* Instruction:
Print out every record exactly as it appears.

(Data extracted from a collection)

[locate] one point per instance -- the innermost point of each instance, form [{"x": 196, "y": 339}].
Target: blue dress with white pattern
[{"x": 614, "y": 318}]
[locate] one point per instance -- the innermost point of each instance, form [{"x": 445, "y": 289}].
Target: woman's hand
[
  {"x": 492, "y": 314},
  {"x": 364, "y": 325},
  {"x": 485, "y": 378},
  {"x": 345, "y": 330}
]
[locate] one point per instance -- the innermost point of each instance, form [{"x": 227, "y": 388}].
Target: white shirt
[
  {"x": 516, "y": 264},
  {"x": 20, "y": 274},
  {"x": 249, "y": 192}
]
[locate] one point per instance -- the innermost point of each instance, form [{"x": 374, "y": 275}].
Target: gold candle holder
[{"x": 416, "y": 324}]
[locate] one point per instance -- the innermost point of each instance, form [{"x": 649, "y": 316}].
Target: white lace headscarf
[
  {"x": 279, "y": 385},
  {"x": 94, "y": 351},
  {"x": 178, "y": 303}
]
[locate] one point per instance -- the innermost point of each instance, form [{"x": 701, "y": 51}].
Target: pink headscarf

* Final answer:
[locate] one point per instance -- the innermost point of each instance, form [{"x": 196, "y": 339}].
Target: blue dress with white pattern
[{"x": 614, "y": 318}]
[locate] one point per instance -- the innermost point of each instance, form [{"x": 445, "y": 289}].
Target: woman's hand
[
  {"x": 492, "y": 314},
  {"x": 364, "y": 325},
  {"x": 485, "y": 378},
  {"x": 345, "y": 330}
]
[locate] one point per instance -- the innermost point of each instance, form [{"x": 227, "y": 388}].
Target: white shirt
[
  {"x": 516, "y": 264},
  {"x": 20, "y": 274},
  {"x": 249, "y": 192}
]
[locate] one point per instance -- the innermost point of each instance, form [{"x": 374, "y": 275}].
Target: gold candle holder
[{"x": 416, "y": 324}]
[locate] one point per instance -- the innermost point of each instance, form [{"x": 649, "y": 316}].
Target: white lace headscarf
[
  {"x": 279, "y": 385},
  {"x": 94, "y": 351},
  {"x": 178, "y": 303}
]
[locate] one point per instance -- the innermost point of each instance, form [{"x": 701, "y": 51}].
Target: pink headscarf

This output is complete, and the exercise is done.